Your output should repeat the entries below exactly. It should contain no images.
*** SUPPLIED MATERIAL ***
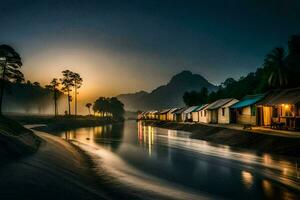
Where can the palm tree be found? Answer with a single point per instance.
(89, 105)
(275, 61)
(10, 63)
(67, 84)
(77, 80)
(54, 88)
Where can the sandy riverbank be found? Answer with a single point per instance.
(237, 138)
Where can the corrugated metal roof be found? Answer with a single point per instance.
(190, 109)
(248, 100)
(219, 103)
(173, 110)
(179, 111)
(285, 96)
(201, 107)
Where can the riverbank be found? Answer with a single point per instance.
(51, 124)
(236, 138)
(15, 140)
(56, 171)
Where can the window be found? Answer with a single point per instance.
(253, 111)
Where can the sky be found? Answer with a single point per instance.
(127, 46)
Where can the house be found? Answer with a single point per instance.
(245, 111)
(219, 111)
(199, 114)
(187, 114)
(177, 115)
(163, 114)
(170, 114)
(280, 108)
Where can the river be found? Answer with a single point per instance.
(156, 163)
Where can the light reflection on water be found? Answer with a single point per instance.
(147, 155)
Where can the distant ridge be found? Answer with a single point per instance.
(165, 96)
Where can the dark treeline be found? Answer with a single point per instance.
(281, 69)
(109, 107)
(27, 97)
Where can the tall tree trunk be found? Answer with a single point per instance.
(2, 87)
(75, 100)
(69, 104)
(55, 103)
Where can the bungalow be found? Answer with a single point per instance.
(245, 111)
(219, 111)
(177, 115)
(187, 114)
(163, 114)
(280, 108)
(199, 114)
(170, 114)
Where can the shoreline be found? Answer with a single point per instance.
(241, 139)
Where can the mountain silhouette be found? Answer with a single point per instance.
(166, 96)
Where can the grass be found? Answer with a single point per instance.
(15, 140)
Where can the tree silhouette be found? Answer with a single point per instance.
(67, 84)
(89, 105)
(54, 88)
(10, 63)
(275, 61)
(77, 81)
(109, 107)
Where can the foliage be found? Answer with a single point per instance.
(53, 87)
(10, 63)
(109, 106)
(196, 98)
(278, 71)
(67, 84)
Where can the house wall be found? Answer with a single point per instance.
(245, 117)
(203, 118)
(195, 116)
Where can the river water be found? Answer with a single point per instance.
(156, 163)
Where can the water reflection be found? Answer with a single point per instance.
(108, 135)
(247, 179)
(175, 157)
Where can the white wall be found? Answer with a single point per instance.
(225, 119)
(195, 116)
(204, 118)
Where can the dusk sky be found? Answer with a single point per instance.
(127, 46)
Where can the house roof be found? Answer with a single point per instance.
(173, 110)
(248, 101)
(219, 103)
(201, 107)
(165, 111)
(190, 109)
(284, 96)
(179, 111)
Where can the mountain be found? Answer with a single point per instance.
(165, 96)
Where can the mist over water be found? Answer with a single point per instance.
(167, 164)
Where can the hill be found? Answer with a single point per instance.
(165, 96)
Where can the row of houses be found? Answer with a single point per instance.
(277, 108)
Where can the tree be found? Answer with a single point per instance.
(10, 63)
(77, 81)
(89, 105)
(293, 61)
(276, 62)
(67, 84)
(116, 108)
(54, 88)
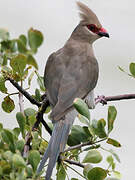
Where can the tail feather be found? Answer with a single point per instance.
(56, 147)
(57, 143)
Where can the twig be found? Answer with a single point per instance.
(25, 93)
(75, 171)
(21, 101)
(83, 144)
(74, 163)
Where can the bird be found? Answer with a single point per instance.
(71, 72)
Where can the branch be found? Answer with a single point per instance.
(25, 93)
(104, 100)
(74, 163)
(82, 145)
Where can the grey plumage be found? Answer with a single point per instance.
(70, 72)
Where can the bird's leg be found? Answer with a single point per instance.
(100, 99)
(90, 101)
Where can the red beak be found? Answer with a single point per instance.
(102, 32)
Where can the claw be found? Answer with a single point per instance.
(101, 99)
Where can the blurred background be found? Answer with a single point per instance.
(56, 20)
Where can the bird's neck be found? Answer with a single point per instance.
(81, 34)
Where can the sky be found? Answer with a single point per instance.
(56, 20)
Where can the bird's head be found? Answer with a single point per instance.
(89, 27)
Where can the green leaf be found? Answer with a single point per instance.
(115, 155)
(9, 135)
(31, 120)
(86, 169)
(132, 68)
(117, 174)
(35, 38)
(22, 122)
(37, 95)
(18, 64)
(112, 112)
(110, 160)
(23, 38)
(29, 172)
(20, 145)
(97, 173)
(61, 173)
(121, 69)
(77, 135)
(2, 85)
(48, 109)
(1, 127)
(8, 155)
(16, 131)
(92, 147)
(30, 78)
(113, 142)
(101, 128)
(93, 156)
(40, 81)
(31, 61)
(8, 104)
(83, 119)
(109, 178)
(34, 159)
(21, 46)
(29, 112)
(82, 107)
(4, 34)
(18, 161)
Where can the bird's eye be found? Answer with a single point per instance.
(93, 28)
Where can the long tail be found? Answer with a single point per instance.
(56, 144)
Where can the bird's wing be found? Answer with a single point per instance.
(74, 79)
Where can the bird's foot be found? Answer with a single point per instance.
(100, 99)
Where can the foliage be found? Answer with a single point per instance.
(17, 62)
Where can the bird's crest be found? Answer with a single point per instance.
(87, 15)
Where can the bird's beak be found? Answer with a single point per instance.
(102, 32)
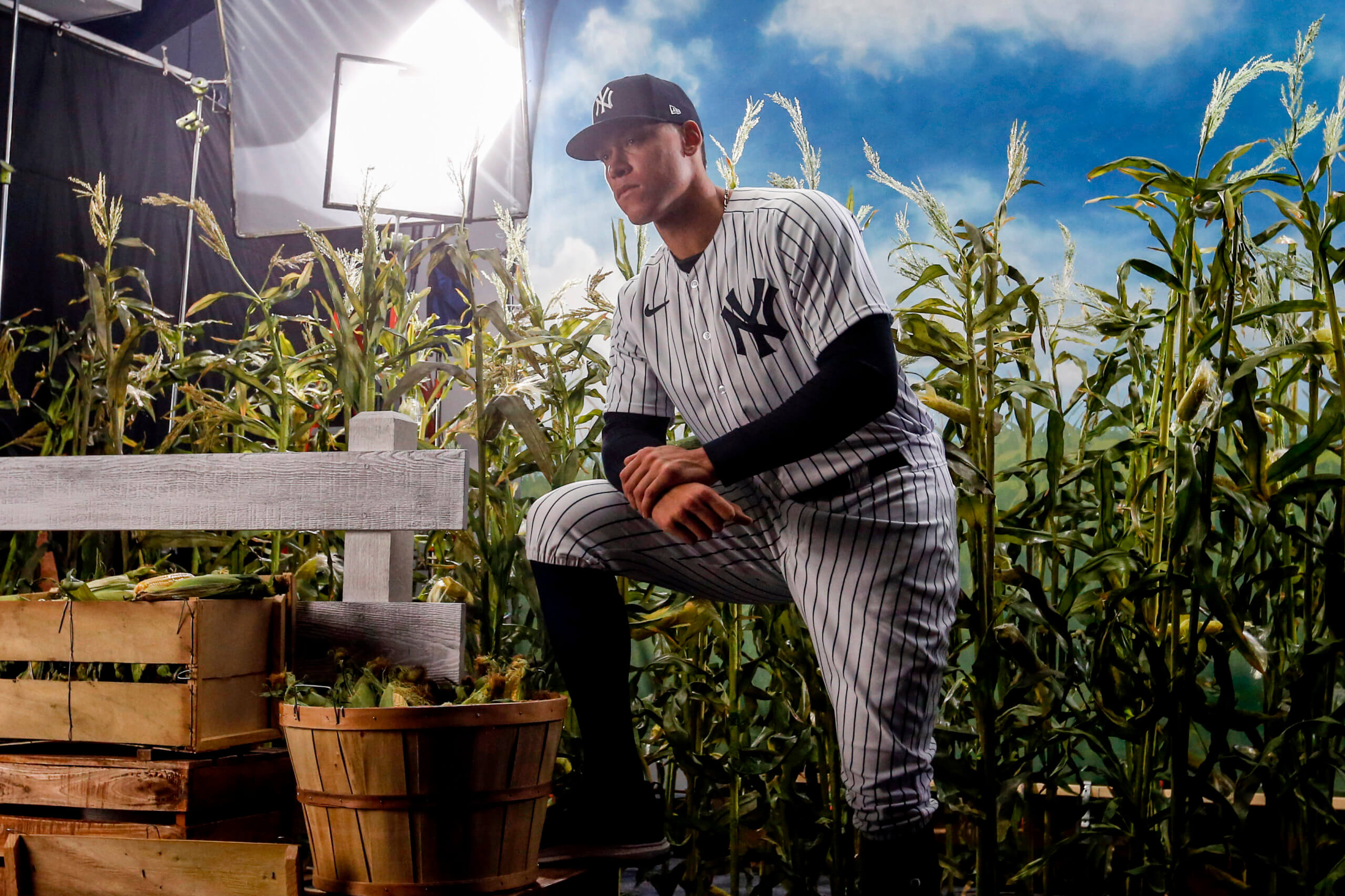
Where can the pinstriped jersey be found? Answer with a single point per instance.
(733, 338)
*** End of SUPPLIED MATERIAL ***
§ TASK ANSWER:
Where can the palm tree be found? Answer with a single point per instance.
(89, 105)
(275, 61)
(10, 63)
(67, 84)
(77, 80)
(54, 88)
Where can the sandy riverbank be found? Answer with a single point per instance.
(237, 138)
Where can the corrugated metal roof be found? Answer with a single point per instance.
(190, 109)
(248, 100)
(219, 103)
(173, 110)
(179, 111)
(285, 96)
(201, 107)
Where can the riverbank be found? Answer with a single point per instance.
(51, 124)
(236, 138)
(15, 140)
(56, 171)
Where can the window be found? Answer with a single point per instance.
(253, 111)
Where can the sky be found? Answer with a single point per instance.
(127, 46)
Where can the house be found? Answer with a single point per instance.
(245, 111)
(219, 111)
(199, 114)
(187, 114)
(177, 115)
(163, 114)
(170, 114)
(280, 108)
Where can the river be found? Answer with a single point per instance.
(156, 163)
Where can the light reflection on water be found? Answer with a single point per instance.
(147, 155)
Where can the distant ridge be found? Answer with a single point per instance.
(165, 96)
Where can the dark treeline be found? Answer with a single point per instance.
(281, 69)
(109, 107)
(27, 97)
Where can the tall tree trunk be found? Answer with a single point per instance.
(2, 87)
(75, 100)
(69, 104)
(55, 103)
Where can the bungalow be found? Answer with a single point per instance.
(245, 111)
(219, 111)
(177, 115)
(187, 114)
(163, 114)
(280, 108)
(199, 114)
(170, 114)
Where can the shoreline be found? Answer with a single point per instance.
(241, 139)
Where can the mountain silhouette be found? Answer with a single point per instance.
(166, 96)
Where can the grass be found? Answer with a single point per instance.
(15, 140)
Where can the tree silhouette be found? Answer with a single point per instance.
(67, 84)
(89, 105)
(54, 88)
(10, 63)
(275, 61)
(77, 81)
(109, 107)
Where can the foliage be found? Answer with a single point per instance.
(53, 87)
(10, 63)
(109, 106)
(196, 98)
(278, 71)
(67, 84)
Where can the house wall be found? Answer with a single point per instance.
(245, 117)
(203, 118)
(195, 116)
Where can the river water be found? Answer with a single point per instance.
(156, 163)
Where can the water reflection be found? Answer with a single point per instance.
(108, 135)
(247, 179)
(175, 157)
Where can the white wall be found? Answer with a single point per instance.
(225, 119)
(195, 116)
(204, 118)
Where can the dusk sky be found? Answer with a single point per instance.
(127, 46)
Where can the house roof be found? Answer with a single point per instance.
(173, 110)
(248, 101)
(219, 103)
(201, 107)
(165, 111)
(190, 109)
(284, 96)
(179, 111)
Where can the mountain be found? Answer with a single point per instance.
(165, 96)
Where can the mist over water be found? Answer with a single point per instance.
(167, 164)
Where can the hill be found? Answer with a single point per instance.
(165, 96)
Where can the row of houses be found? Answer with a single point per instance.
(277, 108)
Where can the tree be found? Answer with a single point per instance.
(10, 63)
(77, 81)
(89, 105)
(293, 61)
(276, 62)
(67, 84)
(116, 108)
(54, 88)
Where can the tail feather be found? Answer with a single point per instance.
(56, 147)
(57, 143)
Where can the twig be found? Answer with a single point per instance.
(25, 93)
(75, 171)
(21, 101)
(83, 144)
(74, 163)
Where can the bird be found? Answer with a single point per instance.
(71, 72)
Where can the branch be found? Answer with a single point per instance.
(25, 93)
(104, 100)
(74, 163)
(82, 145)
Where can the grey plumage be found? Answer with a single point per instance.
(70, 72)
Where can the bird's leg be found? Answer with a single point per instance.
(100, 99)
(90, 101)
Where can the red beak be found? Answer with a single point per instance.
(102, 32)
Where can the claw be found? Answer with a single point per instance.
(101, 99)
Where can the blurred background be found? Answer with a single point per instance.
(56, 20)
Where can the bird's neck be found? Answer with a single point per instance.
(81, 34)
Where can the sky be found? Answer with a single point per instance.
(56, 20)
Where can the bird's head be found? Answer with a single point per instance.
(89, 27)
Where can the green leaf be found? Answer with a single point per instance.
(115, 155)
(9, 135)
(31, 120)
(86, 169)
(132, 68)
(117, 174)
(35, 38)
(22, 122)
(37, 95)
(18, 64)
(112, 112)
(110, 160)
(23, 38)
(29, 172)
(20, 145)
(97, 173)
(61, 173)
(121, 69)
(77, 135)
(2, 85)
(48, 109)
(1, 127)
(8, 155)
(16, 131)
(92, 147)
(30, 78)
(113, 142)
(101, 128)
(93, 156)
(40, 81)
(31, 61)
(8, 104)
(83, 119)
(109, 178)
(34, 159)
(21, 46)
(29, 112)
(82, 107)
(4, 34)
(18, 161)
Where can the bird's eye be found? Answer with a single point per instance.
(93, 28)
Where can the long tail be found? Answer with a single point per instance.
(56, 144)
Where can the bird's wing be found? Answer with a single point per instance.
(74, 79)
Where can the bird's foot be found? Answer with a single point per instance.
(100, 99)
Where can the foliage be found? Answer with a single point per instance.
(17, 62)
Where can the bird's crest be found? Answer with a single point per instance.
(87, 15)
Where can the bird's beak be found? Answer with a single point per instance.
(102, 32)
Where can the pinstriped jersey be found? Answer with a single point per instance.
(733, 338)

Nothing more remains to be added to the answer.